■ **YOUR GOAL**
All entries are to be quoted exactly; the images stay out of the copy.
[START OF MATERIAL SHOWN]
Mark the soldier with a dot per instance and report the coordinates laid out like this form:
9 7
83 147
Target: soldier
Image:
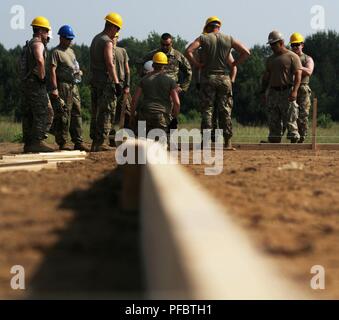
216 87
159 92
178 67
124 76
281 82
105 85
36 105
65 75
304 93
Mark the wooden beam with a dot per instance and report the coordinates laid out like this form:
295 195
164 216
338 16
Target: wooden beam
314 124
192 249
28 166
275 146
47 156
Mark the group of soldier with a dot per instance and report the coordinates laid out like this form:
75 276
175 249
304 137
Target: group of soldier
167 74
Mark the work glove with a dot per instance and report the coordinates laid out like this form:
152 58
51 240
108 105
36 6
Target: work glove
118 89
174 124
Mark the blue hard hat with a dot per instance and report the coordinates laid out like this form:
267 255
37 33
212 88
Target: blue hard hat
66 32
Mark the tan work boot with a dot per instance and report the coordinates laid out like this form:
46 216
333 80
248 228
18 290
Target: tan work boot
37 147
65 147
81 147
228 145
103 148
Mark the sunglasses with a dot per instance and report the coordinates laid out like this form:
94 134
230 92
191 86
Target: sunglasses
296 45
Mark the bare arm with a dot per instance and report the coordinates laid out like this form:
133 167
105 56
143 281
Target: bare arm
38 51
176 103
309 68
234 69
296 85
189 53
127 78
242 50
108 55
54 80
135 100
[END OF MATERIAL SHOWN]
■ **EXPECTED ANSWER**
Mark the soldier with a dot per instance and report the coordinates laid out like this form:
9 7
83 147
Target: soldier
Image:
216 87
159 92
178 67
124 76
281 82
105 85
36 105
65 75
304 93
Mark the wooden beam with a dot per instance and report the coordinates laid out like this form:
295 195
164 216
338 16
Target: wooden beam
314 124
192 249
28 166
275 146
47 156
Mark the group of soldier with a dot per instance and report the coordinates laid out like this form:
75 276
175 249
304 137
Target: group of soldier
167 74
Mark the work glove with a dot per instance and report the coordinates laid out like this form:
152 58
51 240
108 105
36 6
Target: work glove
118 89
174 124
Mark the blue hard hat with a dot per instance and report the coordinates laid out like this form:
267 255
37 33
212 88
Target: blue hard hat
66 32
Mark the tan work boot with a dot per instance and report the coordinates laid out like this form:
46 216
333 80
248 228
18 290
Target: tan work boot
37 147
65 147
81 147
228 145
103 148
Mark the sunglasses with a dot per instance and report the coordinates laid out like this form:
94 134
230 92
191 86
Target: sunglasses
296 45
Mark the bare arm with a dot per instance and report the coordinates laid out like this form:
133 167
105 56
143 281
Target: bare arm
38 51
176 103
309 68
234 69
296 85
189 53
127 78
242 50
108 55
54 80
135 100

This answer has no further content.